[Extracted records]

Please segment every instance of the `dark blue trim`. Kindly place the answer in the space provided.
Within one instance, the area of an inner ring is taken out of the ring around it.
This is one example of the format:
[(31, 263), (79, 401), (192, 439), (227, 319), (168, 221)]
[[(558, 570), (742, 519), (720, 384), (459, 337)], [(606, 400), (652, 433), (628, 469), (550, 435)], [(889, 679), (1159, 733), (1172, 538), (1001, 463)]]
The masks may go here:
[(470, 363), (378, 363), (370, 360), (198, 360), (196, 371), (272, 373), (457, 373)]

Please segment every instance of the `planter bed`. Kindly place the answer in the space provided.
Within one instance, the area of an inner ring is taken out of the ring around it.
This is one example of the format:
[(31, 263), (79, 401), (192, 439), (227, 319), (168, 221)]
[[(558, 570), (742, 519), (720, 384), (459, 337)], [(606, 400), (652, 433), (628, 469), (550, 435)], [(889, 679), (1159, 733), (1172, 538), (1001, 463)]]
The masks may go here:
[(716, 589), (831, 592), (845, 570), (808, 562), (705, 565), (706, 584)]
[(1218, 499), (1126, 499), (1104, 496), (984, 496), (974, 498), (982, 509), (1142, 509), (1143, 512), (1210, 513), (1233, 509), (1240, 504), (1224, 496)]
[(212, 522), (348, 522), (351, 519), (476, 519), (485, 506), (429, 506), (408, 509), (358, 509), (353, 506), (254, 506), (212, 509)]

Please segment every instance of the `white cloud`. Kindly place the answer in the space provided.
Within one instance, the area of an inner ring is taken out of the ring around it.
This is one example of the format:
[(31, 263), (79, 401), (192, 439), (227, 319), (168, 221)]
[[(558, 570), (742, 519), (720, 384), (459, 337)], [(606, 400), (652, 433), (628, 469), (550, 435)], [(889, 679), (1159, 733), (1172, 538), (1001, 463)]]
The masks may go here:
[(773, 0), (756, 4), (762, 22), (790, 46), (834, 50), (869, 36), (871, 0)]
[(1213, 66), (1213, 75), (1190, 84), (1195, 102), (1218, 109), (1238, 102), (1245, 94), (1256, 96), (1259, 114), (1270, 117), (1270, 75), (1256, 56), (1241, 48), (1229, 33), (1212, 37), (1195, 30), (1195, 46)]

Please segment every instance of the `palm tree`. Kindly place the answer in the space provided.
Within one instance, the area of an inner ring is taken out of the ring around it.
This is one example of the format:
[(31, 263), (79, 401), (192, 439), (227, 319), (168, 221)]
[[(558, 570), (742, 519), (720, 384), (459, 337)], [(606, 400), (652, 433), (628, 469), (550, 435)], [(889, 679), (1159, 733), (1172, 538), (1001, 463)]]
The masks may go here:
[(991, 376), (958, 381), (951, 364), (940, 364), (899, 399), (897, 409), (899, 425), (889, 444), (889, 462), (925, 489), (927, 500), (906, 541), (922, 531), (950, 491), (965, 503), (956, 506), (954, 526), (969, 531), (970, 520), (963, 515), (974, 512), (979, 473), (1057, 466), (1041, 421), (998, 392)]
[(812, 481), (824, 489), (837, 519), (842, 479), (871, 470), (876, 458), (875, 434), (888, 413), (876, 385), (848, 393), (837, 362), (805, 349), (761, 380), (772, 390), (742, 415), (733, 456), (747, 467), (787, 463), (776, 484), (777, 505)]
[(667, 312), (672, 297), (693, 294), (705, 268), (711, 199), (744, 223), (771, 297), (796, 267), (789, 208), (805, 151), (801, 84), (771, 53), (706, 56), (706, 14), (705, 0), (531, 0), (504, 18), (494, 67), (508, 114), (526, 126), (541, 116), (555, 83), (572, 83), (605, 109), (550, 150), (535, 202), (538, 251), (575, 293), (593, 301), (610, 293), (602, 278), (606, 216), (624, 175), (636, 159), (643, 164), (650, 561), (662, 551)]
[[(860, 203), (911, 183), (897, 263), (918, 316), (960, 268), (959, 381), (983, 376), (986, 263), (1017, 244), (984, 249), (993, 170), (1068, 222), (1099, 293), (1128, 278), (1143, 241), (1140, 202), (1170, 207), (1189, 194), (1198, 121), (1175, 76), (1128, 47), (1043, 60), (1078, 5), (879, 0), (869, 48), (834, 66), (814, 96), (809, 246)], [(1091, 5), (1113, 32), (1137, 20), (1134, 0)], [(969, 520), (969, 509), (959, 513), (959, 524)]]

* INSTRUCTIONS FOR THE TASK *
Put the part of the data that opens with its first line and closes with the line containing "30), (1195, 46)]" into a numbered list, with both of those lines included. Leave out the blank lines.

* ANSWER TO THIS TASK *
1. Please segment every instance of the `dark blue trim`. Kindly place the answer in the space provided.
2. Within one instance, the area of an inner ring is taken out of the ring around it.
3. This is one example of the format:
4. [(31, 263), (79, 401), (192, 439), (227, 319), (168, 221)]
5. [[(558, 570), (742, 519), (720, 384), (459, 337)], [(606, 400), (652, 433), (628, 469), (550, 435)], [(889, 679), (1159, 733), (1172, 538), (1001, 463)]]
6. The masks may go here:
7. [(470, 363), (378, 363), (370, 360), (198, 360), (196, 371), (272, 373), (457, 373)]
8. Please segment every instance of the `planter bed`. Kindly place the answer in the space provided.
9. Within one instance, the area of an inner ring is taken out of the ring around it.
10. This is one example of the format:
11. [(31, 263), (79, 401), (192, 439), (227, 319), (168, 221)]
12. [[(558, 570), (742, 519), (720, 384), (459, 337)], [(606, 400), (652, 433), (628, 469), (550, 435)], [(889, 679), (1159, 733), (1172, 538), (1001, 463)]]
13. The masks may go here:
14. [(716, 589), (831, 592), (845, 570), (808, 562), (705, 565), (706, 584)]
15. [(1218, 499), (1126, 499), (1104, 496), (984, 496), (974, 498), (982, 509), (1142, 509), (1143, 512), (1210, 513), (1233, 509), (1240, 504), (1224, 496)]
16. [(212, 522), (348, 522), (351, 519), (476, 519), (485, 506), (429, 506), (408, 509), (358, 509), (353, 506), (254, 506), (212, 509)]
17. Please segment every instance of the `white cloud`. Kindly place the answer in the space provided.
18. Within one instance, the area of an inner ring is taken out of the ring around it.
19. This is one example of the format:
20. [(31, 263), (79, 401), (192, 439), (227, 319), (168, 221)]
21. [[(558, 570), (742, 519), (720, 384), (459, 337)], [(606, 400), (652, 433), (628, 469), (550, 435)], [(889, 679), (1159, 733), (1172, 538), (1001, 463)]]
22. The masks may go here:
23. [(773, 0), (756, 4), (762, 22), (790, 46), (834, 50), (869, 36), (871, 0)]
24. [(1213, 66), (1213, 75), (1190, 84), (1195, 102), (1218, 109), (1238, 102), (1245, 94), (1256, 96), (1259, 114), (1270, 117), (1270, 75), (1256, 56), (1241, 48), (1229, 33), (1212, 37), (1195, 30), (1195, 46)]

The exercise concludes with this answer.